TEXT EXCERPT START

Second year that NOSM students work to address issue of period poverty
280222_LGL_Menstrual Products NOSM

A couple of students from NOSM University (Northern Ontario School of Medicine) have launched a fundraising drive to help purchase menstrual products for women in a remote Northern First Nations community.

Ashley Perreault and Lucie Ménard are the organizers of the campaign, which is now in its second year. Perreault is a medical student at NOSM's Thunder Bay campus and Ménard is a med student at NOSM in Sudbury. They have set a goal to raise at least $10,000 through the GoFundMe platform

In their roles at NOSM, both students are local officers of reproductive and sexual health issues at both the school and in communities, served by the NOSM, said Perreault. She said she and Ménard are both passionate about the issue of "period poverty" and believe the campaign is a valid way to give back to the community.  

"So Kingfisher Lake First Nation, for example, is a community that NOSM students can attend for a placement in first year. So we chose that's how we ended up with the community and then we merged our passions to help, addressing these health inequities in an area that we're familiar with and passionate about, to kind of combine them and come up with this idea for the medical product drives." said Perreault.

TEXT EXCERPT END
DATASET ENTRIES START

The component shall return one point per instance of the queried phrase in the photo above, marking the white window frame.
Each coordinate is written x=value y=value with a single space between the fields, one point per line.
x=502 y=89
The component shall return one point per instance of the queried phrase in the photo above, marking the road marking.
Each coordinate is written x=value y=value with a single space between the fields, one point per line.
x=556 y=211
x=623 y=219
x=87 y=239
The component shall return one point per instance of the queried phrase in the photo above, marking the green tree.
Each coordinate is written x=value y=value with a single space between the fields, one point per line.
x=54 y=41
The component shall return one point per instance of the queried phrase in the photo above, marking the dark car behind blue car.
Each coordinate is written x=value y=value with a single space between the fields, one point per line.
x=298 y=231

DATASET ENTRIES END
DATASET ENTRIES START

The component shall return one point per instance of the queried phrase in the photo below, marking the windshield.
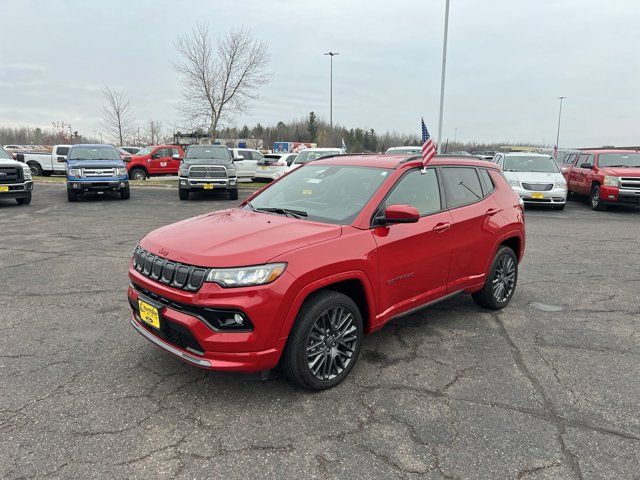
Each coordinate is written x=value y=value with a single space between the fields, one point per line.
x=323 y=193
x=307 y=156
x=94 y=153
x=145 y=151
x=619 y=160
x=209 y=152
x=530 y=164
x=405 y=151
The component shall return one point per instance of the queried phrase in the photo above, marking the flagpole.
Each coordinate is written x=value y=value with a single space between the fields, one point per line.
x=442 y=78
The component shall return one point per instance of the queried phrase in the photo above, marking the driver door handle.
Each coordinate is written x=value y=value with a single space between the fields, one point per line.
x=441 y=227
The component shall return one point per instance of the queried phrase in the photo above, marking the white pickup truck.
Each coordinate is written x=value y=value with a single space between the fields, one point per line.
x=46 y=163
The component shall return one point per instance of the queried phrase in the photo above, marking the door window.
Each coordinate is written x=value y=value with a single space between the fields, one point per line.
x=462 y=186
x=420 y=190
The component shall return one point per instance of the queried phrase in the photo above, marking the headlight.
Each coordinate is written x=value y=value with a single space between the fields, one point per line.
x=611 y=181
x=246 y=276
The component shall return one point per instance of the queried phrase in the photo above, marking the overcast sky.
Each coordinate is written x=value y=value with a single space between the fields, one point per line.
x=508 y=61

DATASET ENTRIES END
DATASET ENTRIES START

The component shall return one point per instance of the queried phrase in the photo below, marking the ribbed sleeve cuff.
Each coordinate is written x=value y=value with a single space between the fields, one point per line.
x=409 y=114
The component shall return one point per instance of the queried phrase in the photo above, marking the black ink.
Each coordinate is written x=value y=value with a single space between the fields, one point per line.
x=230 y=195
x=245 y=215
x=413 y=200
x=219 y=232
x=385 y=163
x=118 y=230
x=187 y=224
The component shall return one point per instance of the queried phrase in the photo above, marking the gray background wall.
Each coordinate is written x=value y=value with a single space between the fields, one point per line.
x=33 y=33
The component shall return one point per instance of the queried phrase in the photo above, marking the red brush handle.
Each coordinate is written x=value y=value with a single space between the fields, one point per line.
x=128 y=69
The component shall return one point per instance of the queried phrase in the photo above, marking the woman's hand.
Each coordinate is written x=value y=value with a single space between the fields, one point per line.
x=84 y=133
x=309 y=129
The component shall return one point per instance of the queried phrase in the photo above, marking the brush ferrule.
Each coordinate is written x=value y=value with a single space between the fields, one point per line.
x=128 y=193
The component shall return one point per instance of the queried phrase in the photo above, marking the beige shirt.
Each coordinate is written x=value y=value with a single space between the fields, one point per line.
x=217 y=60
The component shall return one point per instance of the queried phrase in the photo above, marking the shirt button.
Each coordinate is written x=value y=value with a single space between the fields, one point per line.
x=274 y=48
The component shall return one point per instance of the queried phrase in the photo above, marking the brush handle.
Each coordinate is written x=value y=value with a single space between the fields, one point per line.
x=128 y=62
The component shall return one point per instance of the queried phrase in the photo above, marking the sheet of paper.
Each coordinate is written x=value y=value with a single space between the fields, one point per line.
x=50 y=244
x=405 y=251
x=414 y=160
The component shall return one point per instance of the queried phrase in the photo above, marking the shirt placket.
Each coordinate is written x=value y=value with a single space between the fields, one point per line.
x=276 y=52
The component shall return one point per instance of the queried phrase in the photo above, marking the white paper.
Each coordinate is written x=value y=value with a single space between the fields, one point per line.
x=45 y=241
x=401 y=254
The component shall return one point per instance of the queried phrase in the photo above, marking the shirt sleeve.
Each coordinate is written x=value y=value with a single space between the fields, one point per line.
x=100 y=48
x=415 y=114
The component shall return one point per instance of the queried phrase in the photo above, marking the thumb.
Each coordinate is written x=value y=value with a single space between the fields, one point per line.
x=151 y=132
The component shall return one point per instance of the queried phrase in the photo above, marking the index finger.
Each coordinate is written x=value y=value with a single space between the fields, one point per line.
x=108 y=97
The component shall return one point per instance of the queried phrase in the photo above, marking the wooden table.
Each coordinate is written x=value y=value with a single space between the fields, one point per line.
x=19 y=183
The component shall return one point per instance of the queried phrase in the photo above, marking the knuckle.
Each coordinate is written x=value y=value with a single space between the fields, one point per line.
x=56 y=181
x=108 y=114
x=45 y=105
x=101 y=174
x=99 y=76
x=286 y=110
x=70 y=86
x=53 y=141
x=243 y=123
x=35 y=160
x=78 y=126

DATASET ENTRIES END

PROBLEMS TO SOLVE =
1. Repeat the part of the article on period poverty that starts with "A couple of" and goes on through "First Nations community.", word for word.
2. Name every city or community that the article on period poverty mentions.
The rows are separate material, not part of the article on period poverty.

ANSWERS IN ORDER =
1.
A couple of students from NOSM University (Northern Ontario School of Medicine) have launched a fundraising drive to help purchase menstrual products for women in a remote Northern First Nations community.

2. Thunder Bay, Sudbury, Kingfisher Lake First Nation